PROBLEM DESCRIPTION
Continue the mailing-list reply about closing open files when a Perl script dies, picking up after its last sentence.

EXCERPTED TEXT
## Begin

Re: Getting the dir structure

2004-12-05 Thread Dan Jones
On Sat, 2004-12-04 at 17:25 -0800, John W. Krahn wrote:
 Dan Jones wrote:
  On Thu, 2004-12-02 at 00:13 -0800, Mr M senthil kumar wrote:
  
 SNIP
 
 I have a file with thousands of line  like :
 /abc/def/ijk/test.txt
 /pqr/lmn/test1.t
 I want to get the directory where the files test.txt and test1.txt are
 lying.
 
 /SNIP
 
 Hi,
 You can try the following:
 
 #!/usr/bin/perl
 open (IN,input_file) || die Cannot open file: $!;
 open (OUT,output_file) || die Cannot send the output: $!;
  
  
  I see this a lot.  One thing that immediately occurs to me is that if
  opening IN succeeds but opening OUT fails, the program dies without
  closing IN.  Is this acceptable code in the Perl world or should the
  code close all open files before dieing?

## End

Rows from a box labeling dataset
## Begin

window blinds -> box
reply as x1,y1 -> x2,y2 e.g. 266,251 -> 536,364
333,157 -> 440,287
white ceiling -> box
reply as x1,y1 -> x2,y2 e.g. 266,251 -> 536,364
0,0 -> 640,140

## End
## Begin

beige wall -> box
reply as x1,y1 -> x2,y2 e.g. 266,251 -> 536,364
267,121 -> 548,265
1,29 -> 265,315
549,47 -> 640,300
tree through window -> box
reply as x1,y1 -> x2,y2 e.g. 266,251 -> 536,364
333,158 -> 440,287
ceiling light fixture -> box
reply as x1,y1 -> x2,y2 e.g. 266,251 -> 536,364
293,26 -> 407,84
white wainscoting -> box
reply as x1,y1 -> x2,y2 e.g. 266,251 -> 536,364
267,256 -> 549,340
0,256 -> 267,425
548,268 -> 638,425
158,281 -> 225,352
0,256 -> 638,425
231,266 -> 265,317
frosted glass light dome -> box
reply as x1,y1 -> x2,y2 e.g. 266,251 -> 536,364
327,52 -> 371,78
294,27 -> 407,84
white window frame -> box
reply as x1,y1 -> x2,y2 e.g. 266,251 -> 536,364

## End

FINAL RESULT
 The operating system handles all resources like files and memory so when the 
 program exits the operating system frees up all file handle resources and the 
 memory allocated for the strings input_file and Cannot open file: $!.  
 If 
 the operating system didn't do this then programming would be a *LOT* harder 
 and a *LOT* less robust!
 
 As an analogy:  If you rent a hotel/motel room you *could* clean it up 
 yourself before you check out, but most people don't.  :-)

I understand that the system will usually clean up the messes you leave
behind.  However, in application programming with higher level
languages, it's considered extremely poor programming practice to rely
on this behavior.  My question isn't whether the system will close the
file, it's whether this is considered acceptable program behavior.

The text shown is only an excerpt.